Working data:
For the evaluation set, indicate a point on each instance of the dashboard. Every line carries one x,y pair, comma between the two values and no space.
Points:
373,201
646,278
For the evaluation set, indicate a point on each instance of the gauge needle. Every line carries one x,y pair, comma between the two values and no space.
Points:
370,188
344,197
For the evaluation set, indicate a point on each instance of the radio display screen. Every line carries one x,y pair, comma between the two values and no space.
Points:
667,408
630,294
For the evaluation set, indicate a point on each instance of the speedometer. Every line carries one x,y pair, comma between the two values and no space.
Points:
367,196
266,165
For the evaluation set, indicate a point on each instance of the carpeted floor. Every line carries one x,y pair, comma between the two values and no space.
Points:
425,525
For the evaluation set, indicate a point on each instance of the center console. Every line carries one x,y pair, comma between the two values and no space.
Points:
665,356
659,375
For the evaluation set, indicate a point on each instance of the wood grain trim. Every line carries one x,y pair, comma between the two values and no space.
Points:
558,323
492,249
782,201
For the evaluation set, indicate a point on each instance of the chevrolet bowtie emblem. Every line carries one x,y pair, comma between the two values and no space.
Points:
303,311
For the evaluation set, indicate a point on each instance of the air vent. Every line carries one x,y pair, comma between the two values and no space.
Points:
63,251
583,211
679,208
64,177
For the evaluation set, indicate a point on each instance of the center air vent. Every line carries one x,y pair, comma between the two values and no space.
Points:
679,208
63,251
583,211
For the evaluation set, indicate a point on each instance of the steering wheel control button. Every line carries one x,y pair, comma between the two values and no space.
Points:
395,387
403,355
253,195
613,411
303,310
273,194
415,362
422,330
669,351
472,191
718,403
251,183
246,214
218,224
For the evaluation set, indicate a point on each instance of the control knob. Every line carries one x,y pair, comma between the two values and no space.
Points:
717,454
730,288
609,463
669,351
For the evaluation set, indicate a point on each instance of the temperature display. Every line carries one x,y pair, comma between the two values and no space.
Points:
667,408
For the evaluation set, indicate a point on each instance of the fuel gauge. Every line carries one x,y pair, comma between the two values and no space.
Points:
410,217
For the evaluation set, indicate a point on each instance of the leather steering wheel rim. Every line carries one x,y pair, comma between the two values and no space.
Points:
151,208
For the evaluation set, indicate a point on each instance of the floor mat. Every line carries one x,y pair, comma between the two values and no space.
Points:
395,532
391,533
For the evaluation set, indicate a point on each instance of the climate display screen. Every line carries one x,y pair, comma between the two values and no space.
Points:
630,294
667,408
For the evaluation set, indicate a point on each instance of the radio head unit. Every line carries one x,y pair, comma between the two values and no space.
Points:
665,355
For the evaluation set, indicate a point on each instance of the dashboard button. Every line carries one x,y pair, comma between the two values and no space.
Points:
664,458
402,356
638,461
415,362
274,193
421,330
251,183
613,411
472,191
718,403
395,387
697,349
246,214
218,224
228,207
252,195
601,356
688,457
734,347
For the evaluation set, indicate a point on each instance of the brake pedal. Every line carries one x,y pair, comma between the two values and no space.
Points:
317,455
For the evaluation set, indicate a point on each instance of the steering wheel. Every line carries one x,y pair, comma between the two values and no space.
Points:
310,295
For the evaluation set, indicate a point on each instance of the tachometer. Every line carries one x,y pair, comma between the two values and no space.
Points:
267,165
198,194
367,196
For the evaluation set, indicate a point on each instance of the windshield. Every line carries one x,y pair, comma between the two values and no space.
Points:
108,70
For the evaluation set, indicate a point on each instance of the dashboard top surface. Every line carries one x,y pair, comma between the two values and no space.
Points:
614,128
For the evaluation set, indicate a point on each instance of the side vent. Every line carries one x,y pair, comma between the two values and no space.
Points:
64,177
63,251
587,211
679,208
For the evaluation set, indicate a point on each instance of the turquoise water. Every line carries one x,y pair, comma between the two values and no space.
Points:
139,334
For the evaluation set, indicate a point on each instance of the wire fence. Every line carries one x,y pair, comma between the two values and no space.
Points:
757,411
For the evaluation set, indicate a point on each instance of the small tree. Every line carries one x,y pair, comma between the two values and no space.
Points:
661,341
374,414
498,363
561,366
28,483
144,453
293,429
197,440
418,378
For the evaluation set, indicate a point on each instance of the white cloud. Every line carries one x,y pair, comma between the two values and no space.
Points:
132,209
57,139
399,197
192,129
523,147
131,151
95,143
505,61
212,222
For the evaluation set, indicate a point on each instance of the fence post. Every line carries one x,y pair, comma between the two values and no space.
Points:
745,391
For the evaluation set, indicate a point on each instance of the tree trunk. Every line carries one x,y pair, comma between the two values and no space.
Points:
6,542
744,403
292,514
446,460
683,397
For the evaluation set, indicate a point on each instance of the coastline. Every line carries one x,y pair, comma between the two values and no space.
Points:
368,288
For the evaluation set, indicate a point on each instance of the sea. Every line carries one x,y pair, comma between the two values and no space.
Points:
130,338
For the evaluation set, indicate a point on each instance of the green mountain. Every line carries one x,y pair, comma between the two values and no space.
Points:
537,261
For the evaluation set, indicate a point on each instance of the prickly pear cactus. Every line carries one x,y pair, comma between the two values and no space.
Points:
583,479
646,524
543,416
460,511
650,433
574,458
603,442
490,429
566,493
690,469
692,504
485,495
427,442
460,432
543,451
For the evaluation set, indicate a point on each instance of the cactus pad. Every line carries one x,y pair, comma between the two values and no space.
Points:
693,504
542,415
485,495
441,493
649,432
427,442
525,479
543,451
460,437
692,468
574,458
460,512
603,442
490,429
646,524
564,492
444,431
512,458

What is required:
Render every item above as a numbered list, omitting blank lines.

Exercise response:
1. For the evaluation set, indicate a point on each instance of the dashboard. Every line carries one x,y pair, comma between the two values and no space.
2. Points:
3. 373,201
4. 646,278
5. For the evaluation set, indicate a point on each instance of the gauge needle. Every line carries one x,y pair, comma between the two values and no space.
6. Points:
7. 370,188
8. 344,197
9. For the evaluation set, indicate a point on each instance of the radio display screen. Every line carries one x,y pair, comma between the two values and no space.
10. Points:
11. 667,408
12. 630,294
13. For the evaluation set, indicate a point on each instance of the speedometer. Every line carries one x,y pair, comma between the two values and no space.
14. Points:
15. 367,196
16. 266,165
17. For the evaluation set, indicate a point on each instance of the carpeted floor. Every line carries one x,y pair, comma between the two values and no space.
18. Points:
19. 425,525
20. For the evaluation set, indicate a point on each instance of the center console. Every line carries one x,y pair, comma between the two values and no space.
21. Points:
22. 665,356
23. 659,375
24. For the evaluation set, indicate a point on each instance of the wood grain trim. Every line carries one x,y pair, comma between the two values and no space.
25. Points:
26. 558,323
27. 492,249
28. 782,201
29. For the evaluation set, indicate a point on each instance of the chevrolet bowtie emblem. Every line carries one x,y pair, comma between the two values and no space.
30. Points:
31. 303,311
32. For the evaluation set, indicate a point on each instance of the air vent. Every line carries one x,y pair, comma between the two values and no space.
33. Points:
34. 63,251
35. 583,211
36. 679,208
37. 64,177
38. For the evaluation set, indicate a point on each instance of the center air vent. Every line carries one x,y pair, comma between the two values and no space.
39. Points:
40. 679,208
41. 63,251
42. 583,211
43. For the evaluation set, indicate a point on each instance of the steering wheel control button. Every line carries one x,y pair, comma between the two values and no space.
44. Points:
45. 395,387
46. 403,355
47. 253,195
48. 613,411
49. 303,310
50. 273,194
51. 415,362
52. 422,330
53. 669,351
54. 472,191
55. 718,403
56. 251,183
57. 246,214
58. 218,224
59. For the evaluation set, indicate a point on each instance of the control knob. Every line carries one x,y pair, comma between the two values and no space.
60. Points:
61. 717,454
62. 730,288
63. 609,463
64. 669,351
65. For the evaluation set, indicate a point on each instance of the temperature display. Every line carries one x,y pair, comma between the two values and no space.
66. Points:
67. 667,408
68. For the evaluation set, indicate a point on each instance of the fuel gauge. Every line carries one x,y pair, comma between the two values and no space.
69. Points:
70. 410,217
71. For the evaluation set, indicate a point on each instance of the leather steering wheel rim. Every line carries one x,y pair, comma between the two values and no space.
72. Points:
73. 151,208
74. For the evaluation set, indicate a point on each instance of the floor mat. Every line carries one x,y pair, comma between the two values and no space.
75. Points:
76. 395,532
77. 391,533
78. For the evaluation set, indicate a point on each instance of the climate display screen. Every line carries one x,y pair, comma between the two values and no space.
79. Points:
80. 630,294
81. 667,408
82. For the evaluation set, indicate a point on each instance of the radio head unit. Every line carries one x,y pair, comma between the two values and no space.
83. Points:
84. 665,355
85. For the evaluation set, indicate a point on each instance of the dashboard button. Every line carries one x,y pair, comma between the two values and no space.
86. Points:
87. 664,458
88. 402,356
89. 638,461
90. 415,362
91. 274,193
92. 421,330
93. 251,183
94. 613,411
95. 472,191
96. 718,403
97. 395,387
98. 697,349
99. 246,214
100. 218,224
101. 228,207
102. 252,195
103. 601,356
104. 688,457
105. 734,347
106. For the evaluation set, indicate a point on each instance of the brake pedal. Every line carries one x,y pair, comma between the two values and no space.
107. Points:
108. 317,455
109. For the evaluation set, indicate a point on each instance of the steering wheel. Every line carries one x,y pair, comma between the two values and no space.
110. Points:
111. 310,295
112. For the evaluation set, indicate a point on each instance of the tachometer. Every line carries one x,y pair, comma between the two values and no space.
113. Points:
114. 267,165
115. 198,194
116. 367,196
117. For the evaluation set, indicate a point on each instance of the windshield. Every line carries one x,y pair, comma between the two values and no space.
118. Points:
119. 108,70
120. For the evaluation set, indicate a point on each instance of the dashboard top surface. Every line carries one x,y pair, comma between the two values and no space.
121. Points:
122. 614,128
123. For the evaluation set, indicate a point on each instance of the side vent. Every line carries one x,y pair, comma between the two values and no space.
124. Points:
125. 64,177
126. 63,251
127. 587,211
128. 679,208
129. For the evaluation set, indicate a point on each instance of the turquoise water. Every line carries one x,y pair, comma between the two values and no space.
130. Points:
131. 139,334
132. For the evaluation set, indicate a point on each instance of the wire fence. Every line carries one x,y pair, comma between the two values and no space.
133. Points:
134. 757,411
135. For the evaluation set, indicate a point on each instance of the small tree. Every line carries one x,y pair, comma between the two values and no space.
136. Points:
137. 661,341
138. 374,414
139. 498,363
140. 561,366
141. 28,483
142. 144,453
143. 293,429
144. 197,440
145. 418,378
146. For the evaluation set, indicate a point on each instance of the white cloud. Every line carries one x,y pair, comma between the two values and no space.
147. Points:
148. 132,209
149. 57,139
150. 399,197
151. 192,129
152. 523,147
153. 131,151
154. 95,143
155. 505,61
156. 212,222
157. For the evaluation set, indicate a point on each instance of the fence post. Every line carries one x,y pair, comma between the two values and no space.
158. Points:
159. 745,391
160. For the evaluation set, indicate a point on each instance of the tree trunk. Every line carries one x,y pair, comma between the two values and no space.
161. Points:
162. 6,542
163. 744,403
164. 292,514
165. 446,460
166. 683,397
167. For the evaluation set, indicate a point on each instance of the coastline. Every line carries one x,y pair, comma between the two values and no space.
168. Points:
169. 368,288
170. For the evaluation set, indicate a point on each instance of the sea. Every line carries one x,y pair, comma between the two values and no space.
171. Points:
172. 130,338
173. For the evaluation set, indicate a point on each instance of the green mountain. Every line carries one x,y pair, comma between the two values and no space.
174. Points:
175. 537,261
176. For the evaluation set, indicate a point on each instance of the prickly pear cactus. Every line carries one x,y pair, comma between the two values and no space.
177. Points:
178. 583,479
179. 646,524
180. 543,416
181. 460,511
182. 650,433
183. 574,458
184. 603,442
185. 490,429
186. 566,493
187. 690,469
188. 692,504
189. 485,495
190. 427,442
191. 460,432
192. 543,451
193. For the evaluation set, indicate a point on each instance of the cactus pad. Every line carries one x,y pair, comma between the two values and no space.
194. Points:
195. 693,504
196. 542,415
197. 485,495
198. 441,493
199. 649,432
200. 427,442
201. 525,479
202. 543,451
203. 460,437
204. 692,468
205. 574,458
206. 460,512
207. 603,442
208. 490,429
209. 646,524
210. 564,492
211. 444,431
212. 512,458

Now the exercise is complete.